[Work instructions]
Your answer should hold only the lines from the start of the data below through the line with "one marker per instance, written like [15,101]", copied exactly, with pictures left out.

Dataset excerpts
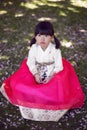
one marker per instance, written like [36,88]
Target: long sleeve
[58,61]
[31,61]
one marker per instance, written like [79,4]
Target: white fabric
[41,114]
[37,114]
[51,54]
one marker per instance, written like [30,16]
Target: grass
[17,21]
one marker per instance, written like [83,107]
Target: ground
[17,21]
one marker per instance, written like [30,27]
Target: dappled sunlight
[19,14]
[80,3]
[28,5]
[17,23]
[67,44]
[4,57]
[62,13]
[3,12]
[83,30]
[47,18]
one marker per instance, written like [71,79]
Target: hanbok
[44,102]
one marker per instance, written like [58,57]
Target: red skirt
[63,91]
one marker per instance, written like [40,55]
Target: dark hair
[45,28]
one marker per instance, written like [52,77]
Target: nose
[42,38]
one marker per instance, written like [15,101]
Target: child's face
[43,40]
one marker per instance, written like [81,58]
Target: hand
[47,80]
[37,78]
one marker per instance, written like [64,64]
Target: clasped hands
[46,80]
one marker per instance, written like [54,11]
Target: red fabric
[62,92]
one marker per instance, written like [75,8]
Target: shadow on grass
[17,21]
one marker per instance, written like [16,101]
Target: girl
[46,85]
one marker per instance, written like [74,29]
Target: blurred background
[17,21]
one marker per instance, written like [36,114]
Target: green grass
[17,21]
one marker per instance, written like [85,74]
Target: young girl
[46,85]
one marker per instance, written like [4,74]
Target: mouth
[42,43]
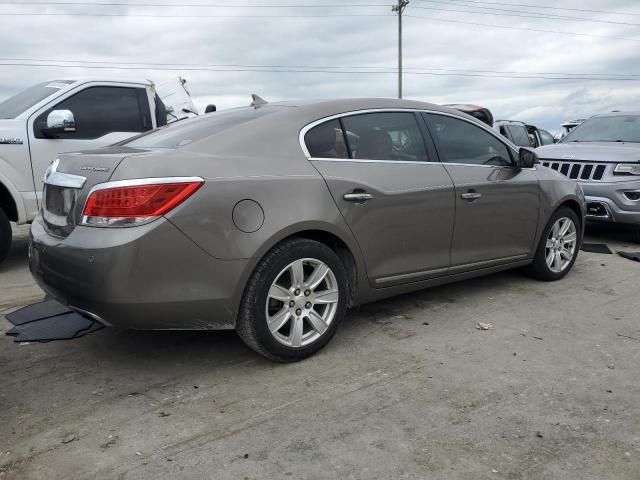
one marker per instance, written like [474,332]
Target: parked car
[481,113]
[274,219]
[603,154]
[63,115]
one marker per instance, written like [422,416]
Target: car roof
[308,111]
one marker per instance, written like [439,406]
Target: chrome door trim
[487,263]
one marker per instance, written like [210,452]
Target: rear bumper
[610,202]
[146,277]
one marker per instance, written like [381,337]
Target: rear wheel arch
[575,206]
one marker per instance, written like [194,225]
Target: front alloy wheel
[558,247]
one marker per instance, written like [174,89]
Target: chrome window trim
[133,182]
[514,149]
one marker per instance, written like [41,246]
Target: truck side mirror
[527,158]
[59,121]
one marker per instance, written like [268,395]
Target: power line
[143,65]
[203,5]
[493,25]
[520,13]
[284,69]
[546,7]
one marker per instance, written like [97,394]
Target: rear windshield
[622,128]
[20,102]
[184,132]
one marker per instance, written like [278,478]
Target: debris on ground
[630,255]
[484,326]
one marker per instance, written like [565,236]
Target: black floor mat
[47,321]
[595,248]
[630,255]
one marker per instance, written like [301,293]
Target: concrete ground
[409,388]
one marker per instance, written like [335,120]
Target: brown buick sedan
[273,220]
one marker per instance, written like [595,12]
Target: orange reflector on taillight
[136,201]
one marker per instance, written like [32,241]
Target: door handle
[470,195]
[357,197]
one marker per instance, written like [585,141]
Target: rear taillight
[134,202]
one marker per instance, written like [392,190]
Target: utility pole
[399,8]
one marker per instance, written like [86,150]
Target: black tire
[5,235]
[539,268]
[252,324]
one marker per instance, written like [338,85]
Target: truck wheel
[558,247]
[5,235]
[294,301]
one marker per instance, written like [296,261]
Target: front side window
[326,141]
[99,111]
[385,136]
[462,142]
[20,102]
[620,128]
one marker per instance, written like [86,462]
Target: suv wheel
[294,301]
[5,235]
[558,247]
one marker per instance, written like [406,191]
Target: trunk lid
[69,180]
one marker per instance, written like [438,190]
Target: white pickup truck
[64,115]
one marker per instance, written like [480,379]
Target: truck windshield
[184,132]
[619,128]
[20,102]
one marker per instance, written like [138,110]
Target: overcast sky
[365,36]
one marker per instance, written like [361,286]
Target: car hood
[592,152]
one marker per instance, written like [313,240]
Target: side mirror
[59,121]
[527,158]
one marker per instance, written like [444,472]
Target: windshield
[620,128]
[20,102]
[184,132]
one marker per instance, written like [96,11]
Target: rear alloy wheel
[294,301]
[558,247]
[5,235]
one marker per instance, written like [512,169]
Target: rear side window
[326,141]
[385,136]
[462,142]
[546,137]
[184,132]
[99,111]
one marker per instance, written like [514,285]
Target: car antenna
[257,101]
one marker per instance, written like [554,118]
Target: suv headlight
[628,168]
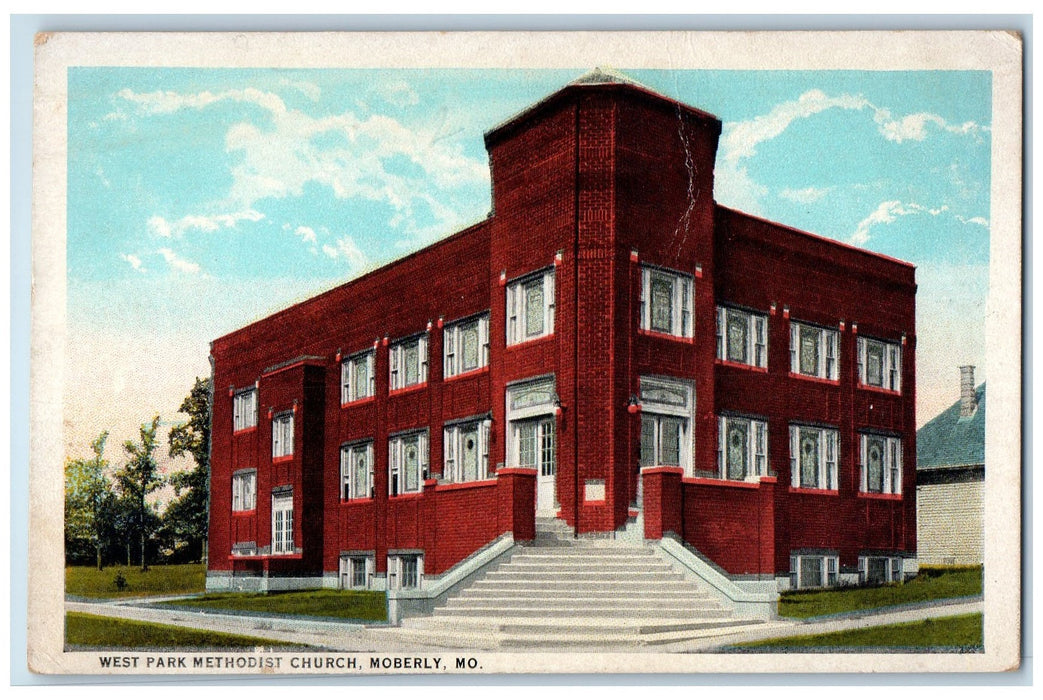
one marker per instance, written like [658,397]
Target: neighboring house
[609,347]
[950,480]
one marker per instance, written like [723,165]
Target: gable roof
[949,440]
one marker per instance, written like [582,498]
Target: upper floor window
[244,486]
[814,351]
[466,450]
[530,307]
[407,462]
[357,471]
[466,345]
[742,337]
[813,457]
[880,460]
[666,303]
[244,409]
[880,364]
[357,377]
[282,435]
[409,362]
[742,448]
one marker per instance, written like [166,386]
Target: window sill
[407,389]
[741,365]
[879,497]
[528,341]
[665,336]
[469,372]
[359,402]
[879,389]
[818,380]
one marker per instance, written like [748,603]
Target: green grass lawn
[963,632]
[159,580]
[930,584]
[92,630]
[367,605]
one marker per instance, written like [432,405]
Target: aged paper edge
[995,51]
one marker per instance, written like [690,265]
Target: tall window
[357,471]
[880,364]
[814,351]
[742,337]
[282,523]
[409,362]
[466,345]
[666,409]
[244,410]
[530,307]
[880,460]
[466,450]
[666,302]
[282,435]
[357,378]
[407,463]
[244,485]
[813,457]
[742,448]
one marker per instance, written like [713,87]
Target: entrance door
[535,440]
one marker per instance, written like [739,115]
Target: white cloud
[355,157]
[345,248]
[888,212]
[178,263]
[804,196]
[134,261]
[160,226]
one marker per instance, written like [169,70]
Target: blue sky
[201,199]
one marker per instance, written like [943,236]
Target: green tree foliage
[139,478]
[88,504]
[185,520]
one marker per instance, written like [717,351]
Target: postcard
[490,353]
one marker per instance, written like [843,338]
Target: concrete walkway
[355,636]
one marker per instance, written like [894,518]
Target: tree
[88,490]
[139,478]
[186,516]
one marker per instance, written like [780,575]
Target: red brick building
[610,347]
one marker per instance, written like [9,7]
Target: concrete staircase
[575,594]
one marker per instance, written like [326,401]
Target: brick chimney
[967,400]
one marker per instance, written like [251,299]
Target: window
[357,471]
[282,435]
[466,345]
[879,570]
[814,351]
[244,409]
[282,523]
[409,362]
[356,571]
[813,571]
[407,463]
[880,364]
[244,486]
[742,448]
[665,303]
[742,337]
[666,409]
[813,457]
[466,450]
[357,377]
[880,460]
[530,307]
[405,571]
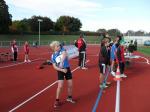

[Response area]
one marker per instance, written like [36,88]
Target: long sleeve
[58,61]
[31,61]
one marker per instance, written like [79,4]
Target: white fabric
[41,114]
[37,114]
[51,54]
one marker per instance, written like [30,16]
Target: grass
[17,21]
one marker per instance, written like [83,107]
Target: ground
[17,21]
one marker per instance, written like [30,27]
Target: dappled sunlight
[19,14]
[80,3]
[28,5]
[17,23]
[67,44]
[4,57]
[62,13]
[3,12]
[83,30]
[47,18]
one marker per instance, written like [71,79]
Target: hanbok
[44,102]
one marker per instance, written like [58,57]
Target: red skirt
[63,91]
one marker per instance, written like [40,55]
Target: dark hair
[45,28]
one marker per instance, written like [52,77]
Target: nose
[42,38]
one marker per instance, written like [15,101]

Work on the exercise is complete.